··· Exercise data ···

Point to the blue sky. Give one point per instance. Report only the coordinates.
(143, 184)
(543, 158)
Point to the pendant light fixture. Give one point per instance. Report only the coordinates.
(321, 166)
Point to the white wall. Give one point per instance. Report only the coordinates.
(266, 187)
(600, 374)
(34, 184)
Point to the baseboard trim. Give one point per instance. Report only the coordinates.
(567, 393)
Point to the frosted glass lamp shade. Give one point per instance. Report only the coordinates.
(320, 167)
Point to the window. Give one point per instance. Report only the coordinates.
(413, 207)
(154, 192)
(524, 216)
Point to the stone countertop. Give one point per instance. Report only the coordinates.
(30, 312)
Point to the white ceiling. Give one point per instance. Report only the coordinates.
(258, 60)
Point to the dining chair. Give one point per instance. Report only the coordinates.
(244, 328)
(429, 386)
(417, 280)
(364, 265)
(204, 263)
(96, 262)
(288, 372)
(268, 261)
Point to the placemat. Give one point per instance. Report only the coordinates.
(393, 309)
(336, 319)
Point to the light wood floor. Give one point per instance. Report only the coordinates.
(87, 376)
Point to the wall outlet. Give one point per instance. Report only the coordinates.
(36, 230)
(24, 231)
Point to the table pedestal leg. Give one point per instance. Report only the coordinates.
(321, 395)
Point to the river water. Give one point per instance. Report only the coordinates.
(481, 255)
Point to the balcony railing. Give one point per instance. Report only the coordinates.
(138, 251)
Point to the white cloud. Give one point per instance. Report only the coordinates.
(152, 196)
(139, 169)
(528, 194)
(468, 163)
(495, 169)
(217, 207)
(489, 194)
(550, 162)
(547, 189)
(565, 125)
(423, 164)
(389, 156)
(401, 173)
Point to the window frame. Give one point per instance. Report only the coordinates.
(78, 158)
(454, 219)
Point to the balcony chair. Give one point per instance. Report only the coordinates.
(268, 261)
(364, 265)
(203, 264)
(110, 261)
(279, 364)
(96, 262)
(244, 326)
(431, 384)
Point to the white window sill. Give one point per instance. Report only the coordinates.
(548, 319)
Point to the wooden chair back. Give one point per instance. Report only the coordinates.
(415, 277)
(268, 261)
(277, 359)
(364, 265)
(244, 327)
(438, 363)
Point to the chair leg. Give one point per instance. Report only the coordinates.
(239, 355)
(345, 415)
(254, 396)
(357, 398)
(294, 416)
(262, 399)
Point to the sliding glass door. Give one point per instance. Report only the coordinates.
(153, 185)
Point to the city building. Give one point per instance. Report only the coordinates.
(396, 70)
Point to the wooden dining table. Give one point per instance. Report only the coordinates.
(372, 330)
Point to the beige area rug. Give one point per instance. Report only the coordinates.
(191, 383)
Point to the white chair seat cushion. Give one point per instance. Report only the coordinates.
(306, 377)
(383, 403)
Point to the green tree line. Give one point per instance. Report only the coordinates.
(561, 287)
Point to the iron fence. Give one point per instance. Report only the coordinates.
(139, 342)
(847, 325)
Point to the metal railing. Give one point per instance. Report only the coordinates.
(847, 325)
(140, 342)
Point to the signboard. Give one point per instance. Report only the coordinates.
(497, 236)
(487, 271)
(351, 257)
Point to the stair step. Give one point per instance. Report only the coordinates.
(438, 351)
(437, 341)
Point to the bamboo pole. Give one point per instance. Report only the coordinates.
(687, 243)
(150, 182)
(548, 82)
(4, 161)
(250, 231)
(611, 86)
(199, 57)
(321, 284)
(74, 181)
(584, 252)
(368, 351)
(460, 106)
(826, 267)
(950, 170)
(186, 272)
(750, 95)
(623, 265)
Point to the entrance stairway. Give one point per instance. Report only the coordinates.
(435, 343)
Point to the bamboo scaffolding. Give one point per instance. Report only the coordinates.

···

### Description of the task
Each record above has to be printed again, word for word.

### Your response
Point to the blue sky. Give one point per instance. Report only the coordinates.
(143, 184)
(543, 158)
Point to the pendant light fixture. Give one point per instance. Report only the coordinates.
(321, 166)
Point to the white wall. Give one point per instance. Report only the coordinates.
(266, 187)
(600, 374)
(34, 184)
Point to the baseboard trim. Give one point per instance. Report only the coordinates.
(567, 393)
Point to the frosted glass lamp shade. Give one point per instance. Report only the coordinates.
(320, 167)
Point to the window. Give one point per instance. Report only the coordinates.
(413, 207)
(154, 192)
(524, 216)
Point to the stone countertop. Give one point per instance. Report only the coordinates.
(30, 312)
Point to the white ceiling. Give one point per instance. Report only the coordinates.
(258, 60)
Point to the dining chair. Give one point per instance. Report only the coordinates.
(244, 328)
(429, 386)
(417, 280)
(364, 265)
(204, 263)
(96, 262)
(288, 372)
(268, 261)
Point to the placemat. Give one point per instance. Report only the coordinates.
(393, 309)
(336, 319)
Point to the light wood floor. Give one point per instance. Report only the coordinates.
(87, 376)
Point to the wall outlet. Give one point per instance. Report only the coordinates.
(36, 230)
(24, 231)
Point to the table pedestal leg. Give one point per instance. Report only the coordinates.
(321, 395)
Point to the river water. Give one point per instance. Report only the coordinates.
(481, 255)
Point to the balcony railing. Give one point per instance. Report only the coordinates.
(138, 251)
Point to the white cloud. Give one point per instance. Report only the coordinates.
(152, 196)
(139, 169)
(528, 194)
(468, 163)
(495, 169)
(217, 207)
(489, 194)
(550, 162)
(547, 189)
(565, 125)
(423, 164)
(389, 156)
(401, 173)
Point to the window frame. Give one point per instance. Report only the coordinates.
(78, 158)
(454, 219)
Point to the balcony chair. Give one point per instance. Report only the coordinates.
(268, 261)
(364, 265)
(203, 264)
(110, 261)
(279, 364)
(96, 262)
(244, 326)
(431, 384)
Point to the white window sill. Give one point per instance. Report only the coordinates.
(548, 319)
Point to the wooden chair back. Give one point per instance. Report only the coordinates.
(415, 277)
(268, 261)
(277, 359)
(364, 265)
(244, 327)
(438, 363)
Point to the chair leg. Give one point per instance. Report only the coordinates.
(239, 355)
(345, 415)
(254, 396)
(357, 398)
(294, 416)
(262, 399)
Point to the sliding glass door. Give one point per instance. Report only the coordinates.
(153, 185)
Point to the city building. Give one point per instance. Report only the coordinates.
(396, 70)
Point to the wooden dining table. Give one point per instance. Report only the coordinates.
(372, 330)
Point to the beige area rug. Give one point per instance. Report only the coordinates.
(191, 383)
Point to the white chair seat cushion. Give one point per instance. Report only the coordinates.
(306, 377)
(383, 403)
Point to the green tree line. Give one point per instance. Report only the coordinates.
(561, 287)
Point to the iron fence. Give one point per instance. Report only the coordinates.
(139, 342)
(847, 325)
Point to the metal railing. Give one point per instance. Report only the coordinates.
(847, 325)
(140, 342)
Point to the signboard. Give one point per instance. Report only the coordinates.
(497, 236)
(487, 271)
(351, 257)
Point to the stair step. Give one point per instance. Report only the coordinates.
(438, 351)
(437, 341)
Point to the bamboo pole. Give one point per instance. Report only the coordinates.
(687, 243)
(150, 182)
(548, 82)
(4, 161)
(250, 231)
(611, 86)
(199, 57)
(321, 284)
(74, 181)
(584, 252)
(368, 351)
(460, 106)
(826, 267)
(950, 170)
(186, 272)
(750, 95)
(623, 265)
Point to the entrance stairway. Give one point per instance. Report only the coordinates.
(435, 343)
Point to the bamboo scaffolding. Give one point per instance. Report only the coordinates.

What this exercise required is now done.